● SET TASK
Convert every line of the records below into a JSON list of strings, one string per line, leaving out blank lines.

---------------

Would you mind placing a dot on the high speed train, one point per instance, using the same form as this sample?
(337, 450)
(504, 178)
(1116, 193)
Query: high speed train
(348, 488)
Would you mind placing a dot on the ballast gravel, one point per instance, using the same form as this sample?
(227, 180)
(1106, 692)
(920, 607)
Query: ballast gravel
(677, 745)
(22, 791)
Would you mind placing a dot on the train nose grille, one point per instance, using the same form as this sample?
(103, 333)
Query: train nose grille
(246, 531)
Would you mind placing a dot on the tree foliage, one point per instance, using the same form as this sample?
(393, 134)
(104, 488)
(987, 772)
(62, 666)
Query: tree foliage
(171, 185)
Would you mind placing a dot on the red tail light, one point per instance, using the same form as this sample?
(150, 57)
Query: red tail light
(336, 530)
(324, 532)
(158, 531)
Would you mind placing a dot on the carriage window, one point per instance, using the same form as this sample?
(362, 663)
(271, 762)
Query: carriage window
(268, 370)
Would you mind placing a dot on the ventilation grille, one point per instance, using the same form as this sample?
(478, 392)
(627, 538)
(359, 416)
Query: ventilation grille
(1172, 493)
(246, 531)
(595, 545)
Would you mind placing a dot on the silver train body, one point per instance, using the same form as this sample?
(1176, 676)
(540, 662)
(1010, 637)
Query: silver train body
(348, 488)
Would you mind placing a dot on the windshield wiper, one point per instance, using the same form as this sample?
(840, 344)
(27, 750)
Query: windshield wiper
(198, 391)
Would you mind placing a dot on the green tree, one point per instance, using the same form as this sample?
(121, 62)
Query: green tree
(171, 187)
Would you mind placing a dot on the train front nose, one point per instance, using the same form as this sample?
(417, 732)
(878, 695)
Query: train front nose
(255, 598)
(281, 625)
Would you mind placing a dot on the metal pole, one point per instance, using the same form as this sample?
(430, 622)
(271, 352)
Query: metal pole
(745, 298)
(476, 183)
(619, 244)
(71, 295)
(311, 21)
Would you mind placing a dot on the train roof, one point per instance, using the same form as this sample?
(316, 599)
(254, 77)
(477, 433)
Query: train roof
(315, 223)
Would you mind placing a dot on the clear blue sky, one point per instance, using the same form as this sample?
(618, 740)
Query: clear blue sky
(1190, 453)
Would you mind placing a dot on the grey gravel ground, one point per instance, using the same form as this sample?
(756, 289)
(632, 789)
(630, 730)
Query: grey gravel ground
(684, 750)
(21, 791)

---------------

● COMPLETED TASK
[
  "Would you mind placing a dot on the high speed train, one point per instance, using the same form as this sample?",
  "(337, 450)",
  "(504, 178)",
  "(1116, 193)",
  "Query: high speed train",
  "(348, 488)",
  "Would you mind placing a dot on the ballast gravel, one point per instance, using the same form as this sample?",
  "(227, 180)",
  "(1106, 692)",
  "(920, 607)",
  "Query: ballast gravel",
  "(677, 745)",
  "(22, 791)",
  "Would you mind placing a dot on the train nose grille, one point per instance, using the same form as this sample?",
  "(103, 333)",
  "Query: train nose grille",
  "(246, 531)",
  "Would you mind placing a dot on the tree foliage, one point per instance, using the same form as this sample?",
  "(393, 134)",
  "(104, 488)",
  "(987, 772)",
  "(62, 666)",
  "Query: tree foliage",
  "(171, 185)",
  "Would you mind placing a dot on the red tail light, one point per instance, using the same form as this sample?",
  "(150, 57)",
  "Query: red tail light",
  "(336, 530)",
  "(324, 532)",
  "(158, 531)",
  "Would you mind placing a dot on the carriage window, one point per instance, using the same form as this sample?",
  "(362, 663)",
  "(271, 762)",
  "Query: carriage window",
  "(268, 370)",
  "Would you mind placing a dot on the ventilation grille, one point per instance, using the same form as this sample?",
  "(478, 392)",
  "(627, 538)",
  "(359, 416)",
  "Query: ventilation grille",
  "(1172, 493)",
  "(246, 531)",
  "(595, 545)",
  "Would you mind placing a dot on the silver train body, one point per instance, using the same form as this sample?",
  "(1176, 676)",
  "(540, 662)",
  "(1010, 637)",
  "Query: silver train body",
  "(348, 488)",
  "Would you mind placing a dot on the windshield wiper, one point per instance, using the same form as this sample?",
  "(840, 344)",
  "(27, 750)",
  "Query: windshield wiper",
  "(198, 391)",
  "Would you mind placing a dot on the green tree, one point per instance, using the same form as this sample?",
  "(121, 62)",
  "Query: green tree",
  "(171, 187)",
  "Would you mind placing a dot on the train front nose, one point per instance, using the same form as this sample?",
  "(417, 732)",
  "(878, 695)",
  "Query: train front nose",
  "(255, 598)",
  "(281, 625)",
  "Would you mind placing a dot on the metal pole, one point per instance, using the same form as this sample?",
  "(430, 622)",
  "(271, 352)",
  "Query: metal pole",
  "(745, 298)",
  "(476, 183)",
  "(619, 244)",
  "(71, 295)",
  "(311, 21)",
  "Would you mind placing a dot on the train roof, one point per instance, using the same form as this sample?",
  "(316, 599)",
  "(254, 77)",
  "(477, 433)",
  "Query: train roof",
  "(315, 223)",
  "Would you mind placing a dot on the clear blue sky, one point per instance, using the same form as this sample?",
  "(618, 740)",
  "Query: clear blue sky",
  "(1190, 453)",
  "Would you mind placing a dot on the grey gravel ground, one point per instance, using the same form as this sample?",
  "(756, 289)",
  "(632, 789)",
  "(630, 730)",
  "Query: grey gravel ground",
  "(684, 750)",
  "(21, 791)"
]